§ AIM
Copy only this range: the line with "Each instance of the person" through the final line of the material, inclusive at both ends.

BEGIN GIVEN ENTRIES

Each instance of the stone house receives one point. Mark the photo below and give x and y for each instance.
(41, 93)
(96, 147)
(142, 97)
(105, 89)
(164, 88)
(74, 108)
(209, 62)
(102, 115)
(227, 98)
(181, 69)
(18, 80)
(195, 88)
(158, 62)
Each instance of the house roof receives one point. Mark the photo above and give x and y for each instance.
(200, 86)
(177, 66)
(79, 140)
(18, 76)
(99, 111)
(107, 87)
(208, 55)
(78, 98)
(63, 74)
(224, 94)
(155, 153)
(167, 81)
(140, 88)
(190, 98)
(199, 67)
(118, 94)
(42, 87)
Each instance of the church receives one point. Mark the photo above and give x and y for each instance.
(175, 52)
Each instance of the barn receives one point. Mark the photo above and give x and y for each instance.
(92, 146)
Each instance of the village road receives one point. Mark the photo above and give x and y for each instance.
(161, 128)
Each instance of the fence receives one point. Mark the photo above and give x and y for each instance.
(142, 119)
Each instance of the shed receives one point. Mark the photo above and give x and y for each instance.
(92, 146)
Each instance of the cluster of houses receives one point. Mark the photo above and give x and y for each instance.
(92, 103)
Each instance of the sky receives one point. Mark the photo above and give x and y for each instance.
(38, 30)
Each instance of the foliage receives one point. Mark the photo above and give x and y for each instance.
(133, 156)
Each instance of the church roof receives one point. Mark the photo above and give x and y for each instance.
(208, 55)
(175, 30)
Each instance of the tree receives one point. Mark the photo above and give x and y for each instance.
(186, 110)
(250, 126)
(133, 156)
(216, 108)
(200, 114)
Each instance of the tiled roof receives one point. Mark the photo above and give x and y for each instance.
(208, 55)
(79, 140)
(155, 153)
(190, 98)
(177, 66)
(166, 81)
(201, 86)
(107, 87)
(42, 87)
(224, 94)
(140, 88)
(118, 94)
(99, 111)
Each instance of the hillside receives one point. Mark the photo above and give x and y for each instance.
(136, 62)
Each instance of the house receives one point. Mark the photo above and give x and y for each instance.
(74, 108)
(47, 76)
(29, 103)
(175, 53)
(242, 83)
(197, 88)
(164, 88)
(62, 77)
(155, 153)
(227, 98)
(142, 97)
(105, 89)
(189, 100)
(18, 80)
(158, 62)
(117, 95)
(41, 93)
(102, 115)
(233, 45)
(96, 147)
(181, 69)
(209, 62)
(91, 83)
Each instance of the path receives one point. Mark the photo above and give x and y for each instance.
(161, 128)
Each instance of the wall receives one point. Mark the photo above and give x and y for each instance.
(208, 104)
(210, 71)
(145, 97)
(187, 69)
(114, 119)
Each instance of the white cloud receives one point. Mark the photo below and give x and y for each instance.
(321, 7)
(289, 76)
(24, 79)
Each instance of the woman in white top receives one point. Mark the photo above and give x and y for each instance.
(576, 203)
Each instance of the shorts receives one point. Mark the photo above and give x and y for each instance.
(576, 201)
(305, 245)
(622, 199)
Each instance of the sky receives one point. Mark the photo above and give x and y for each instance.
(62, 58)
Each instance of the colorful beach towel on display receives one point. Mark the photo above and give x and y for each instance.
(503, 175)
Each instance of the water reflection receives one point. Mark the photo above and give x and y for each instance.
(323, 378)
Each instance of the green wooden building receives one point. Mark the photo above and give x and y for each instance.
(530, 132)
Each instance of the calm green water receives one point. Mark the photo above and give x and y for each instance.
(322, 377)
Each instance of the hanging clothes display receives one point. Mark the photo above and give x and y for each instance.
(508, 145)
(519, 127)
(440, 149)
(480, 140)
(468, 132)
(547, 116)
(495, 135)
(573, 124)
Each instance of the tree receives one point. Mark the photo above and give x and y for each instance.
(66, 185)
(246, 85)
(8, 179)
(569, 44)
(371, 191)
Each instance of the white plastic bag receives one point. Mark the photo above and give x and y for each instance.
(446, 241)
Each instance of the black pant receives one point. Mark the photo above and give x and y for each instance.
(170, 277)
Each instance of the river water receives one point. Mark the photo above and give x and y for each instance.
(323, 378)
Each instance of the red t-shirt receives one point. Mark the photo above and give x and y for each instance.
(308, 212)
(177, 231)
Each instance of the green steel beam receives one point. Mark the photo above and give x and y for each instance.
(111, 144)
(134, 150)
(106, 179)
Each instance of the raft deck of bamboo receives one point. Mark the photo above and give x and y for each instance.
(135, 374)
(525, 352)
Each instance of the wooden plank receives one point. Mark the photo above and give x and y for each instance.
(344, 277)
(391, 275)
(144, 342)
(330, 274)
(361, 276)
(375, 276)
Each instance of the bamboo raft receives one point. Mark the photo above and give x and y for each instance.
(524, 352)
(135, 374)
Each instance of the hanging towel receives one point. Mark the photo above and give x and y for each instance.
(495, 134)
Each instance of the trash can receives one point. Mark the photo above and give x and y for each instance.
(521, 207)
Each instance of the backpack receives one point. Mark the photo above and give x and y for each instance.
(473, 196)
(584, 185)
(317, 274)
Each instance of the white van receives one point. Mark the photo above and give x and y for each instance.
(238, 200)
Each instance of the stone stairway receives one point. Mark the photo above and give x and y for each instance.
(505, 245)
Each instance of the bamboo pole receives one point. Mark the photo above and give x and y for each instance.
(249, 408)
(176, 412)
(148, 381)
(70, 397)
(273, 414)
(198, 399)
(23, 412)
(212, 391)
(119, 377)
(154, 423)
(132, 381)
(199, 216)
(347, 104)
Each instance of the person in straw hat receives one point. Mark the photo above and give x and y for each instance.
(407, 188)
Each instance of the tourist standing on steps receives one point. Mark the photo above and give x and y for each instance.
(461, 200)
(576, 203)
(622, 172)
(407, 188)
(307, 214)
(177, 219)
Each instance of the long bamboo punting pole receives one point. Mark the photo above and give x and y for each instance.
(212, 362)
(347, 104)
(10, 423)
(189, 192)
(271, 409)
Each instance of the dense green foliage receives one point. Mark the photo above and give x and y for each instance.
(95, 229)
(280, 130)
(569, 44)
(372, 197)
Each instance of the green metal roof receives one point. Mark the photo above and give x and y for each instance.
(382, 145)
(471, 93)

END GIVEN ENTRIES

§ COMPLETED TASK
Each instance of the person in straw hat receives one point. Mark the photo above and give x and y for each instance.
(407, 188)
Each instance of the tourist standing on steps receives one point. Mark the photo above and give x and y for each instance.
(461, 200)
(576, 203)
(622, 172)
(407, 188)
(307, 214)
(177, 219)
Each instance of the long bamboo punting pole receives one point. Mark the photo above and give x and y for each instance.
(212, 362)
(347, 104)
(10, 423)
(189, 192)
(271, 409)
Each instance of the dense green foliage receives one point. Mark the photo above and give x and y for each instance.
(95, 229)
(280, 130)
(569, 44)
(372, 197)
Each instance of the green metal roof receives one point. Mark the photo above and give x and y for each instance.
(382, 145)
(471, 93)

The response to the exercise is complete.